__What is required__
Reproduce, unaltered, the line with "Target: black shoe on child" along with every line that follows it in the records, up to the last.

Dataset entries
== Segment start ==
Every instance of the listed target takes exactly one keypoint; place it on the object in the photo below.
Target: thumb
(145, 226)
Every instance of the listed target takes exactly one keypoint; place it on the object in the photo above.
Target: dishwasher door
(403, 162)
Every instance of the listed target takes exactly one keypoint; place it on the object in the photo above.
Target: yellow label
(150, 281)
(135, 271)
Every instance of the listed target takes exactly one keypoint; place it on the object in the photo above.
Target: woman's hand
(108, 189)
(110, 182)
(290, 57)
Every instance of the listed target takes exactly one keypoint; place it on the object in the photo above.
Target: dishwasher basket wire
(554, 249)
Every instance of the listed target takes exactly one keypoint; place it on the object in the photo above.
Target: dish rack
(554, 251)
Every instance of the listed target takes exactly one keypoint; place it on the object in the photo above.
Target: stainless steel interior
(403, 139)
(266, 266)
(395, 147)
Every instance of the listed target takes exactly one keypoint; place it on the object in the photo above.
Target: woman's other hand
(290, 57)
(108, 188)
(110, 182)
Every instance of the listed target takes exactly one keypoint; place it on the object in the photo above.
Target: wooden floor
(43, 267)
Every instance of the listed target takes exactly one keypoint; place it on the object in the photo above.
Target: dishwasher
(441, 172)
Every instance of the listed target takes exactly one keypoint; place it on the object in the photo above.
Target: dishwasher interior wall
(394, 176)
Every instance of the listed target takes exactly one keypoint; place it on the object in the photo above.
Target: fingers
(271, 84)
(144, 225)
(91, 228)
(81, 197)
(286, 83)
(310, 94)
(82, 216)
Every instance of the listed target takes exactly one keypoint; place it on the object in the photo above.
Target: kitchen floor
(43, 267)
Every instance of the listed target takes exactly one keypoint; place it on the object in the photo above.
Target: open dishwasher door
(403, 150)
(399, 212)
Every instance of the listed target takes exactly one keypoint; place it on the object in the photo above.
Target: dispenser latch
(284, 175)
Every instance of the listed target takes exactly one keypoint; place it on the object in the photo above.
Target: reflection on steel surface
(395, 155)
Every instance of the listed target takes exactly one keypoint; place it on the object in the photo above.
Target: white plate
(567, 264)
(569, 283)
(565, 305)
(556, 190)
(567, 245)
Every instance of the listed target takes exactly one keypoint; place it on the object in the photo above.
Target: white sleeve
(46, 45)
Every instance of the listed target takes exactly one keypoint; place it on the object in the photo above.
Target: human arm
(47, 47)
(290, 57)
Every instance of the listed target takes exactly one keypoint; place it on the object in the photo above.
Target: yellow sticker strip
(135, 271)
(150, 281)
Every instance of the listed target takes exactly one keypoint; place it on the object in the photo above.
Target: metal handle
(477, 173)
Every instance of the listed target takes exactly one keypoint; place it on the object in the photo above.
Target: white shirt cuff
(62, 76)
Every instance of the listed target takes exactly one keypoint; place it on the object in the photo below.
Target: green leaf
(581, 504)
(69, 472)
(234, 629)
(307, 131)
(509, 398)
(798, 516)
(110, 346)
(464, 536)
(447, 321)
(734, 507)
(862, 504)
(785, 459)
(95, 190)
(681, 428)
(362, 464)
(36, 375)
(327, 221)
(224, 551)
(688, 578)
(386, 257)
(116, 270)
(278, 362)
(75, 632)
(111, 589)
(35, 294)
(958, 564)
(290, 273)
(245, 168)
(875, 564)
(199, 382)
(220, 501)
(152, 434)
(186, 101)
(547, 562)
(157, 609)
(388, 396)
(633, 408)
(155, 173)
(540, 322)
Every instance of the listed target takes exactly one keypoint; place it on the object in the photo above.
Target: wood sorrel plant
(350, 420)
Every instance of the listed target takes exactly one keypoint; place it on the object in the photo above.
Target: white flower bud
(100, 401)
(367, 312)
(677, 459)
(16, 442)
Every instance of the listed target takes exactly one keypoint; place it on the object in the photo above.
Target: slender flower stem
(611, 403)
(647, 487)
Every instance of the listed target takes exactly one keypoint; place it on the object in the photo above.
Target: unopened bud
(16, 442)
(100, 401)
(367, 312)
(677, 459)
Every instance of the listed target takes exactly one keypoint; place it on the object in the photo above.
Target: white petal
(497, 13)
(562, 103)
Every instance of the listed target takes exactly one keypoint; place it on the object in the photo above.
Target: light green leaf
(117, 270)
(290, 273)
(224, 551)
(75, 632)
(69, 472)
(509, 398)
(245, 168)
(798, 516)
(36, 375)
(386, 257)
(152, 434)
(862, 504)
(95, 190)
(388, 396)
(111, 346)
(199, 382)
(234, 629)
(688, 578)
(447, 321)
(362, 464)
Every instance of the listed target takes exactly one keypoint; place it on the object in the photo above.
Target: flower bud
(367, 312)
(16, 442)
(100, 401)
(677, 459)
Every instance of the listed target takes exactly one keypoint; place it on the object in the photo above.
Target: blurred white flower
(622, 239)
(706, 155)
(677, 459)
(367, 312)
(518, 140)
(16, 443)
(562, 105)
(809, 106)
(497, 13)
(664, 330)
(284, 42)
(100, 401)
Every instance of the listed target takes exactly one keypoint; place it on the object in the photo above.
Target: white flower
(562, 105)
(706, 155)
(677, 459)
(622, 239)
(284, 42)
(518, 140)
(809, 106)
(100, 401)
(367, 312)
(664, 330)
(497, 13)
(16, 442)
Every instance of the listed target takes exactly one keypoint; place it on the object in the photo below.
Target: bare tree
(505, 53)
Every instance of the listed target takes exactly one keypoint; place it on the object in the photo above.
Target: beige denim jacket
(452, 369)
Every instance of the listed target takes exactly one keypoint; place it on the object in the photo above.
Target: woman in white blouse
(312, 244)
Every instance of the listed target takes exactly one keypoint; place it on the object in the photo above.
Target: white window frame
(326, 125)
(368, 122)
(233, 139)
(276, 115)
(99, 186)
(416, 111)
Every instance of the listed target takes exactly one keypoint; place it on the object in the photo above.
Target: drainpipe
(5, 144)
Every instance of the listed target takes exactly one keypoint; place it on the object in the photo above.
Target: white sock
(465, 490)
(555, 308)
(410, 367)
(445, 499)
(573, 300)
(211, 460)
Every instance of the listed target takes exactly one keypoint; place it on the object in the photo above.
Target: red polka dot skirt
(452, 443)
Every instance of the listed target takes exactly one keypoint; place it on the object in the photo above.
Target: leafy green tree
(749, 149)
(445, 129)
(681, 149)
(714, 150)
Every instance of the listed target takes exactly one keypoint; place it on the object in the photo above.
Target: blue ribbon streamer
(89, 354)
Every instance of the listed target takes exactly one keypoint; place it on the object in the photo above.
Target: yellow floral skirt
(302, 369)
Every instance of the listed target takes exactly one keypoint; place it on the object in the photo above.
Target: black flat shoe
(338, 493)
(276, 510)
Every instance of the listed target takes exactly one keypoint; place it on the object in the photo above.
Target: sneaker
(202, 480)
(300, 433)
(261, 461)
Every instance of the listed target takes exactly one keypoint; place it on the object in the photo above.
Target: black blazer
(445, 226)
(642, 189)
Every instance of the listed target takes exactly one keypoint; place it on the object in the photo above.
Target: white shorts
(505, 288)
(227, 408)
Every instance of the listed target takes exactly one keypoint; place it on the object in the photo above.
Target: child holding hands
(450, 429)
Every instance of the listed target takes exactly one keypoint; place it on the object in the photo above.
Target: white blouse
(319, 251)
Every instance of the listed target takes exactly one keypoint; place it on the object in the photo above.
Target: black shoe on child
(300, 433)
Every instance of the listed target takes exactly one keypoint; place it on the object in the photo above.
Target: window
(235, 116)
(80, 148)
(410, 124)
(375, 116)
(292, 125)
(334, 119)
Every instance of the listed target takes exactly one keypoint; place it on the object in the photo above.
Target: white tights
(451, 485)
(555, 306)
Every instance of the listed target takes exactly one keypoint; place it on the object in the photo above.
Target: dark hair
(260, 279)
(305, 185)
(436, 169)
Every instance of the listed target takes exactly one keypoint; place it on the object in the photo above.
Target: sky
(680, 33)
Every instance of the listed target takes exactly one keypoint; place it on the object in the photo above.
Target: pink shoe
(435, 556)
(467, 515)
== Segment end ==
__Solution to this exercise__
Target: black shoe on child
(300, 433)
Every instance of the listed target takes exactly one keypoint; place it on the object in the photo above.
Target: window
(235, 116)
(80, 148)
(410, 124)
(375, 116)
(292, 125)
(334, 119)
Every instance of the listed target takes exactly one keypoint; place it on the object in the photo above.
Target: white tights
(451, 485)
(555, 306)
Every instance of the listed target takes exactly one keypoint; place it on the object in the photo above.
Target: dark hair
(260, 279)
(305, 185)
(436, 169)
Every instance of the listed target takes exactly one keypoint; place it on the object in the photo above.
Target: sky
(680, 33)
Every instance of the listed target takes exactly one keypoint; place it on the object in the photo above.
Target: pink shoe
(435, 556)
(467, 515)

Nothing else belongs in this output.